━━ Data extract

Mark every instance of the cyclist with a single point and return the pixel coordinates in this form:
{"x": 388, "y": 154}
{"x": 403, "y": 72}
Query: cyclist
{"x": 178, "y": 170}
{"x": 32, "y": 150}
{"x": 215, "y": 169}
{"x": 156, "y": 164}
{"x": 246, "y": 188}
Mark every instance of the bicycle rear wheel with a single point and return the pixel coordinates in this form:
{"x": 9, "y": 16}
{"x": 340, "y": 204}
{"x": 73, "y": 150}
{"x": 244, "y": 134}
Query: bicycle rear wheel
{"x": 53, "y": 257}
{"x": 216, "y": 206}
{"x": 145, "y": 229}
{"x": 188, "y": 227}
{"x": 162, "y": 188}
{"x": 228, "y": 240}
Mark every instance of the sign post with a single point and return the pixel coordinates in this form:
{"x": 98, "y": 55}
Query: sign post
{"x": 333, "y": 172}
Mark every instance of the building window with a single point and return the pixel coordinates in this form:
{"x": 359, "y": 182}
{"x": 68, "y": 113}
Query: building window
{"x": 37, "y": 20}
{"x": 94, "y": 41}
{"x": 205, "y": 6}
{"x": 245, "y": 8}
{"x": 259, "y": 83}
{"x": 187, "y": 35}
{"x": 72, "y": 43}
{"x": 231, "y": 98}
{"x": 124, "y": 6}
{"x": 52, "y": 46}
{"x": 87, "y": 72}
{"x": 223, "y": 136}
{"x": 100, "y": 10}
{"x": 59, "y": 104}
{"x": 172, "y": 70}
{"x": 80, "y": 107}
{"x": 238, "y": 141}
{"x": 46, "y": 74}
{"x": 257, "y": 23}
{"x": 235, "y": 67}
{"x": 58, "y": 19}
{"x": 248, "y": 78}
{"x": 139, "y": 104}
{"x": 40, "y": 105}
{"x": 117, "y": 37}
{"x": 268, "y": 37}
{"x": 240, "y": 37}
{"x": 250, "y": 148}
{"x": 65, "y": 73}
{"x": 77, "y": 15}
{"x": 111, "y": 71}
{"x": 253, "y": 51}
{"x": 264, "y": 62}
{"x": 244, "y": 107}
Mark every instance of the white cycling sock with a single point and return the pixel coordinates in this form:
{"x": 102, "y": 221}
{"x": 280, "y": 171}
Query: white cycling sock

━━━━

**Problem details**. Copy the entries exactly as they appear.

**Written response**.
Mark every instance of the cyclist with a single point and return the pixel coordinates in this form:
{"x": 388, "y": 154}
{"x": 403, "y": 72}
Query: cyclist
{"x": 178, "y": 170}
{"x": 32, "y": 150}
{"x": 215, "y": 169}
{"x": 156, "y": 164}
{"x": 246, "y": 188}
Mark every instance of the bicycle rear wheel with a single point and return the pixel coordinates in this form:
{"x": 9, "y": 16}
{"x": 340, "y": 204}
{"x": 73, "y": 150}
{"x": 244, "y": 134}
Query: bicycle rear wheel
{"x": 53, "y": 257}
{"x": 216, "y": 206}
{"x": 145, "y": 229}
{"x": 188, "y": 227}
{"x": 162, "y": 188}
{"x": 228, "y": 240}
Mark every instance of the sign post with a single point and return the pixel coordinates in this form:
{"x": 98, "y": 55}
Query: sign post
{"x": 333, "y": 172}
Mark every instance of the building window with a single point and return the pixel coordinates in this form:
{"x": 359, "y": 182}
{"x": 68, "y": 113}
Query: building window
{"x": 37, "y": 20}
{"x": 94, "y": 41}
{"x": 205, "y": 6}
{"x": 245, "y": 8}
{"x": 259, "y": 83}
{"x": 187, "y": 35}
{"x": 72, "y": 43}
{"x": 231, "y": 98}
{"x": 124, "y": 6}
{"x": 52, "y": 46}
{"x": 87, "y": 72}
{"x": 223, "y": 136}
{"x": 100, "y": 10}
{"x": 59, "y": 104}
{"x": 172, "y": 70}
{"x": 80, "y": 107}
{"x": 238, "y": 141}
{"x": 46, "y": 74}
{"x": 257, "y": 23}
{"x": 235, "y": 67}
{"x": 58, "y": 19}
{"x": 248, "y": 78}
{"x": 139, "y": 104}
{"x": 40, "y": 105}
{"x": 117, "y": 37}
{"x": 268, "y": 37}
{"x": 240, "y": 37}
{"x": 250, "y": 148}
{"x": 65, "y": 73}
{"x": 77, "y": 15}
{"x": 111, "y": 71}
{"x": 253, "y": 51}
{"x": 264, "y": 62}
{"x": 244, "y": 107}
Mark every instance of the white cycling sock with a single point and return the pixel coordinates in this form:
{"x": 102, "y": 221}
{"x": 280, "y": 171}
Query: white cycling sock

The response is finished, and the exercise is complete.